*BRIEF:* Transcribe the entries exactly; images are not part of the copy.

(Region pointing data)
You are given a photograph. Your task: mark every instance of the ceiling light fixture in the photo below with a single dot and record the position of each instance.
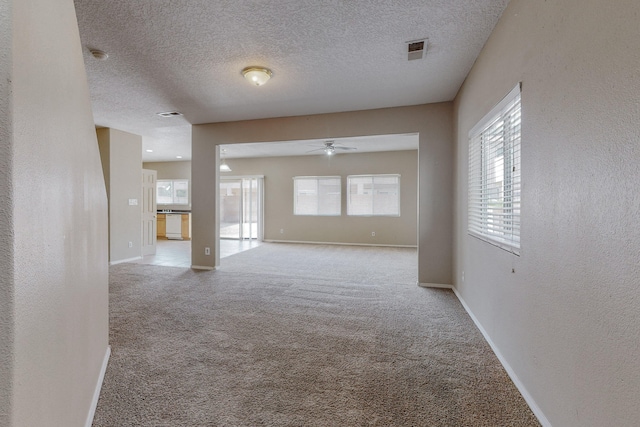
(99, 54)
(257, 75)
(224, 167)
(169, 114)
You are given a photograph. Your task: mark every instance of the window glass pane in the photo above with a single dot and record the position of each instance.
(373, 195)
(494, 175)
(180, 192)
(317, 196)
(172, 192)
(164, 193)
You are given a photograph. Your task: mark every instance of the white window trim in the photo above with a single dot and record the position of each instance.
(317, 178)
(476, 180)
(395, 175)
(173, 202)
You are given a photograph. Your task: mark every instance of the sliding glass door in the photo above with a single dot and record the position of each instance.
(241, 208)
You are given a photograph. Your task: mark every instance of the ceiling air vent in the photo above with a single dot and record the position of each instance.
(169, 114)
(416, 49)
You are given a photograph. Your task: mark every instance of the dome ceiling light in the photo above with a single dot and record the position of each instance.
(257, 75)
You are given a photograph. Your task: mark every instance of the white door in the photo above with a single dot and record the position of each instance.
(149, 207)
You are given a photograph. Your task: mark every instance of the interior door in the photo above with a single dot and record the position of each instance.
(149, 208)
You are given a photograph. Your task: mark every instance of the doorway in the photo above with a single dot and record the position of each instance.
(241, 201)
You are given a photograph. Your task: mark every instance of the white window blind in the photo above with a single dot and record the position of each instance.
(373, 195)
(172, 192)
(317, 195)
(494, 175)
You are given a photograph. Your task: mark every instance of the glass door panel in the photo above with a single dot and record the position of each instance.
(240, 208)
(230, 209)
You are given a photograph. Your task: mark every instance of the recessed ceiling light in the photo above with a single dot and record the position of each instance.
(169, 114)
(257, 75)
(99, 54)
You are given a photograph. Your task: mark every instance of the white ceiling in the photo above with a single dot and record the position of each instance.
(326, 56)
(311, 147)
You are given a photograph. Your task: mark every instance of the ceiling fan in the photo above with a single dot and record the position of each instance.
(330, 148)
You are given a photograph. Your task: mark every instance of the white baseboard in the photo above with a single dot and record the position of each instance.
(120, 261)
(435, 285)
(339, 244)
(96, 392)
(202, 267)
(519, 385)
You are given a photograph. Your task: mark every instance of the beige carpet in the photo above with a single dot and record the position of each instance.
(297, 335)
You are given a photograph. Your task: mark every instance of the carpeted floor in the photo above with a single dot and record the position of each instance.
(298, 335)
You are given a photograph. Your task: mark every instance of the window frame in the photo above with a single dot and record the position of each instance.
(373, 213)
(173, 192)
(494, 207)
(317, 180)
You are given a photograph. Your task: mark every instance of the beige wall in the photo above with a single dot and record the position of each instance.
(172, 170)
(7, 324)
(121, 155)
(278, 186)
(58, 270)
(567, 321)
(432, 122)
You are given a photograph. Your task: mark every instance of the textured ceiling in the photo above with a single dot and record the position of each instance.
(326, 56)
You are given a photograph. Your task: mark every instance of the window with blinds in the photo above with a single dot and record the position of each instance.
(317, 195)
(373, 195)
(172, 192)
(494, 175)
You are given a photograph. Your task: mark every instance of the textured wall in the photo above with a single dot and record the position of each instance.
(60, 222)
(567, 321)
(433, 123)
(278, 211)
(172, 170)
(6, 216)
(121, 156)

*TASK RESULT:*
You are given a photograph. Your task: mark every instance of the ceiling light fixture in the photo below with a single dot and record the position of each instance.
(99, 54)
(257, 75)
(224, 167)
(169, 114)
You are given a photograph. Your task: mark every instance of the window glass pane in the photo above with a single dot and record the position of each instance.
(373, 195)
(494, 175)
(180, 192)
(317, 196)
(172, 192)
(164, 193)
You are given a photograph. Your task: mark every instance of the white window trim in the photo above with a single dot and record the position of each instance.
(317, 178)
(476, 180)
(395, 175)
(173, 202)
You are given a photograph. Your task: mark every instance of the sliding glass door in the photo above with a single dot and record the position of each instance.
(241, 208)
You are given a photograph. Your task: mark every instance of the ceiling air vent in the photo above with a single dot and record the position of each instance.
(169, 114)
(416, 49)
You are given a photograph. Your task: mark every instance of the dome ceiling light in the photo above with a single dot and record the position of each instance.
(257, 75)
You are given a photograph. Your task: mark every instance of the white door in the photo above with a single dot and record the position of each instance.
(149, 207)
You are given a photograph. Your task: mark every instance of the interior door in the photo above with a single dot and record the position of each instance.
(149, 208)
You are given a photograph. Your task: mark every instance of the doorway in the photo above with a single dot and record the position of each instance.
(241, 201)
You are given a photograph. Your task: mark every instance of the white window blind in the photo above with a single dot and record the position of each instance.
(373, 195)
(172, 192)
(317, 195)
(494, 175)
You are given a photograph. Your task: mark every instance of the glass door panel in the photo above with a single dot and record the position of each instance.
(240, 208)
(230, 209)
You are given a photograph. Your task: mark every instance of the recessed ceiling light in the photo above with a single dot and record the position of each instance.
(169, 114)
(257, 75)
(99, 54)
You are given a photograph. Your task: mark every instance of the white ceiling in the photo above with a single dot and record the position of each instance.
(326, 56)
(311, 147)
You are given a photograph. Your task: mark every instance of the ceiling fan in the photo above with a single dot and record the position of each instance.
(330, 148)
You are given a photograph. Your task: mark every instance of the white baseboard in the photo above with a single dot and record the position of each instance.
(120, 261)
(435, 285)
(339, 244)
(96, 392)
(202, 267)
(519, 385)
You are given a photograph. Your task: mark every instance of the beige carpet in the photo above with a single dot and record the position of each instance.
(297, 335)
You are given a photograph. Your task: mark every instance of the carpeted floor in the photo above with a single dot and record the position of each instance.
(298, 335)
You are given a photograph. Your task: mark every instance of the window frame in the photo above with a single dot and record the position of each instance.
(373, 213)
(173, 192)
(494, 207)
(317, 180)
You are given a photograph. Your task: mark every instance of the beige wall in the photo above with a single dot and record the position of each instance.
(172, 170)
(7, 324)
(121, 155)
(278, 186)
(58, 270)
(567, 321)
(432, 122)
You are given a photograph. Your task: mark every instance of the textured ceiling in the photo above with a single dot and record the position of each instance.
(326, 56)
You are given a photograph. Your task: mark every instance of the window with blinds in the photo above with a single dot and record the position of each instance.
(317, 195)
(373, 195)
(172, 192)
(494, 175)
You are given a photograph. Your task: mark every instance of the textured wall in the photo above with a single dot and record the position of each instance.
(60, 222)
(567, 321)
(433, 123)
(278, 211)
(172, 170)
(6, 216)
(121, 156)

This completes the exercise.